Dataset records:

————————

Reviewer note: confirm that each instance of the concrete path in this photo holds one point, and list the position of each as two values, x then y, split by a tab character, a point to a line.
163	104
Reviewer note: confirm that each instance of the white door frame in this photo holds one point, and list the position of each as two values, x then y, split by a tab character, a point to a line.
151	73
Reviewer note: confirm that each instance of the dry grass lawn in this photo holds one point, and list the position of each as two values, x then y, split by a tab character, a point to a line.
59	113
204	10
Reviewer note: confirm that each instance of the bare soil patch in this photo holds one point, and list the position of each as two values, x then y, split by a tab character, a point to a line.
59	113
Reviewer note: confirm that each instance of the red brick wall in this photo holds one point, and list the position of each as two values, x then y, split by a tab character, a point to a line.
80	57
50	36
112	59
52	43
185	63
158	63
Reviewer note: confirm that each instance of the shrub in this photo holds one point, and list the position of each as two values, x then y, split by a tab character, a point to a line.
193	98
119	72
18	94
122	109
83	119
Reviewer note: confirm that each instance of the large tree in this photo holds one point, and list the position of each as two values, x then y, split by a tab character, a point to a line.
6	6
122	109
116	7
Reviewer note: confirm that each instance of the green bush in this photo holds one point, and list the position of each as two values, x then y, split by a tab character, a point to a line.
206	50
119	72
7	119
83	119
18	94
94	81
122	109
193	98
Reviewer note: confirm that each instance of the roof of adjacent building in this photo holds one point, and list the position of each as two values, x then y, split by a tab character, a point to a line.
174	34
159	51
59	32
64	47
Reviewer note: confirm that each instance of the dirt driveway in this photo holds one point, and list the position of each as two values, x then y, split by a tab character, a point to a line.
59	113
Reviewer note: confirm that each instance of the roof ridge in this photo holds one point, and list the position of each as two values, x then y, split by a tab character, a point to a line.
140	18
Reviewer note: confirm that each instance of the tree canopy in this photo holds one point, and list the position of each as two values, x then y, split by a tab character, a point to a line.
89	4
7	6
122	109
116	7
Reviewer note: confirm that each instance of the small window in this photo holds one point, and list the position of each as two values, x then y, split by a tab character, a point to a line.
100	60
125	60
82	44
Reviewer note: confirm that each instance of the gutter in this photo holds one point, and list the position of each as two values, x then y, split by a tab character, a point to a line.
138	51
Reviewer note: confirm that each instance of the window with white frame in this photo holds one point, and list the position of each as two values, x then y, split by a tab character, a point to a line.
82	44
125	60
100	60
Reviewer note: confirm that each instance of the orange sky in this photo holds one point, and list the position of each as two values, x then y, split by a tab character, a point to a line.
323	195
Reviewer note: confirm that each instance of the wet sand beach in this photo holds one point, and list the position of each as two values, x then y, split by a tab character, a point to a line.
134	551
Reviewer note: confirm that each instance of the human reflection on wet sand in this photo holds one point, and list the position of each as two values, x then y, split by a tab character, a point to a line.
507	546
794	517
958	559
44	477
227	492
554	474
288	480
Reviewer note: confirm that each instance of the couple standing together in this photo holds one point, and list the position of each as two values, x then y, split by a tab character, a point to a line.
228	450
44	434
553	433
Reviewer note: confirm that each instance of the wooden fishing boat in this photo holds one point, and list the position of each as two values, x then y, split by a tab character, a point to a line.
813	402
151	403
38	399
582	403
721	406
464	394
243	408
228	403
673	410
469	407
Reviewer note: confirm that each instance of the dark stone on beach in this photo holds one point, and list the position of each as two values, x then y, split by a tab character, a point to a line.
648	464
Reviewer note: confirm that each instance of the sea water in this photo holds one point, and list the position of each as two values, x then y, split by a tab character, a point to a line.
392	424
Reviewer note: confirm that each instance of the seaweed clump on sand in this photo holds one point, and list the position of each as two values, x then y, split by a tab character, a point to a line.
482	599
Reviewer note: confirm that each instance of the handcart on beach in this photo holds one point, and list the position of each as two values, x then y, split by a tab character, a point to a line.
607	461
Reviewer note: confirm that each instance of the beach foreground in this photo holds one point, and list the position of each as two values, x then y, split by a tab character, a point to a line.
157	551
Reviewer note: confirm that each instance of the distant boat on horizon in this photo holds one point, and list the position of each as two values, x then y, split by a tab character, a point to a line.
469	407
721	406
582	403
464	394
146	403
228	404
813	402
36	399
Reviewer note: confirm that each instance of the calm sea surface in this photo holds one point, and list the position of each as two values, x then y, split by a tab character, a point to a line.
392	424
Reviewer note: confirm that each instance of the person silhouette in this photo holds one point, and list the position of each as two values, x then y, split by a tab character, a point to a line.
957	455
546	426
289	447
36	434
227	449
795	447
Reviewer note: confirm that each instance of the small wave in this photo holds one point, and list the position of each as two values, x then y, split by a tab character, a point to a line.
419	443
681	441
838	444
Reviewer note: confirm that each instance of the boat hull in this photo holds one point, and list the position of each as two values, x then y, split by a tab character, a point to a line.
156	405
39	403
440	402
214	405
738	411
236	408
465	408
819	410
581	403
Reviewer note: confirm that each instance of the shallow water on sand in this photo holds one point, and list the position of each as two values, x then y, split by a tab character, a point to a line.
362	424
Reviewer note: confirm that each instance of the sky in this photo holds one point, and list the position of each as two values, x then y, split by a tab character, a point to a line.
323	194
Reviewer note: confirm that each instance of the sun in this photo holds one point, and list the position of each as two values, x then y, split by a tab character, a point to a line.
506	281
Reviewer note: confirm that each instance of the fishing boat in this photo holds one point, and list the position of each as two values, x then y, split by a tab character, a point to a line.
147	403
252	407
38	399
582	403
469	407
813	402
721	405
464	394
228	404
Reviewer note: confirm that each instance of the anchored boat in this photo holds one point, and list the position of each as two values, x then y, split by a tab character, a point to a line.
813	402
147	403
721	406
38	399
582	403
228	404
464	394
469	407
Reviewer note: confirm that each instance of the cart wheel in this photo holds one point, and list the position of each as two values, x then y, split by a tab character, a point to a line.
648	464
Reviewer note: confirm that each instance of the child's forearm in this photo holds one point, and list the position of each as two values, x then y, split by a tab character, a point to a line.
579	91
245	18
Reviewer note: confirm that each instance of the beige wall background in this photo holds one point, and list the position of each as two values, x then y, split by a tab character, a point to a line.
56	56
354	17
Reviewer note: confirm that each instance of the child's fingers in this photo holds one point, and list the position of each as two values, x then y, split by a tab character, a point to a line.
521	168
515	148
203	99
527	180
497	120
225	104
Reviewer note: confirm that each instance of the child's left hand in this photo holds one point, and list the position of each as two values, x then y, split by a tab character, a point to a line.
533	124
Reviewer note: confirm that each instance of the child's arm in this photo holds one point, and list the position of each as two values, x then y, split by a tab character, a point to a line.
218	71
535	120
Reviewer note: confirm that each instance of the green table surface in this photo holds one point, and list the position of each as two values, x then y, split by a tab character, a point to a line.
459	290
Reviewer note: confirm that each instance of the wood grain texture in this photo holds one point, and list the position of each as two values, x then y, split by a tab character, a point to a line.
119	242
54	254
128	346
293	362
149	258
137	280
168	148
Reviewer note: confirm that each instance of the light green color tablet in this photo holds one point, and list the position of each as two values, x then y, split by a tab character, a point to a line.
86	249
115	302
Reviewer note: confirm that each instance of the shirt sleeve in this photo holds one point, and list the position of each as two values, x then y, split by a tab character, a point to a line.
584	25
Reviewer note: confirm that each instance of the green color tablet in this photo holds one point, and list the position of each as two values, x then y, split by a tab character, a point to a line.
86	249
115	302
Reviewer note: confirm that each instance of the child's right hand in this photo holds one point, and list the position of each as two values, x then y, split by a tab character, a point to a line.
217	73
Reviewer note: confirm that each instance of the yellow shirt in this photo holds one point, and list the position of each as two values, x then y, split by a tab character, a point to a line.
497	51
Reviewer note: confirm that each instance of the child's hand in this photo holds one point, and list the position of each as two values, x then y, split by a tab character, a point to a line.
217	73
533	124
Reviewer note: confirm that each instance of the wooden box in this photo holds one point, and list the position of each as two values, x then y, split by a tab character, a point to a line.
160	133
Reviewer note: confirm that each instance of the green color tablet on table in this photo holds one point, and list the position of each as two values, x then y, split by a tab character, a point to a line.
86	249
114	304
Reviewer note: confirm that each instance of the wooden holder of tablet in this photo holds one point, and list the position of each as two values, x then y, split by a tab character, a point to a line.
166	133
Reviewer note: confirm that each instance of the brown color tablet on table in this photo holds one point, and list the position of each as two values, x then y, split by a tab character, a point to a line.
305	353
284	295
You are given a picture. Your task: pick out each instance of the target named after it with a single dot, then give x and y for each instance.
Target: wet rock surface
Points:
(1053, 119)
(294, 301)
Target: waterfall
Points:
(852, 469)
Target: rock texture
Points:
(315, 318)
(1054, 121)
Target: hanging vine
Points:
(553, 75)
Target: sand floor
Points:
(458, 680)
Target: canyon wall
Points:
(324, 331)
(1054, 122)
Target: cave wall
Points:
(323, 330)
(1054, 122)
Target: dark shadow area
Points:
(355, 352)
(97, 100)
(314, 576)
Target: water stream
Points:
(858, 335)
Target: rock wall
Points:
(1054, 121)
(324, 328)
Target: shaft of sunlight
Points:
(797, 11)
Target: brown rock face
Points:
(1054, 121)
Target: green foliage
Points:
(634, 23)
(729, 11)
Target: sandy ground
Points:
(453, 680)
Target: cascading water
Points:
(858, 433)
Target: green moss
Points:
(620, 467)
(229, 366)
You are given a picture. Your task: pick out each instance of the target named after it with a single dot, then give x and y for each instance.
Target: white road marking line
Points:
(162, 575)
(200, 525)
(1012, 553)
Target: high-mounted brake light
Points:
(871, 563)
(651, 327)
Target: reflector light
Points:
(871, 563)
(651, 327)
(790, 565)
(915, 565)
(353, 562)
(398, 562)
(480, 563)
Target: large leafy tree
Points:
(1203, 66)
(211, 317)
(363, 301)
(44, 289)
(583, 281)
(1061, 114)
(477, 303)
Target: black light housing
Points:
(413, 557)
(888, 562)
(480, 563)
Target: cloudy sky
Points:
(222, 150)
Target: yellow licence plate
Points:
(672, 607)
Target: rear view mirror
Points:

————————

Task description => Give every line of the material above, from the line containing "Target: sandy ground" down to the line containing "(1012, 553)", both included, as a JSON list of strings with one string per line and blank lines omitted.

The reply =>
[
  "Target: sandy ground",
  "Points:",
  "(453, 680)",
  "Target: cascading water",
  "Points:",
  "(858, 433)",
  "Target: green moss",
  "Points:",
  "(620, 467)",
  "(229, 366)",
  "You are given a picture. Your task: pick out each instance of the target named after it with a single dot, then give x and y for each instance.",
  "Target: white road marking line",
  "Points:",
  "(162, 575)",
  "(200, 525)",
  "(1012, 553)"
]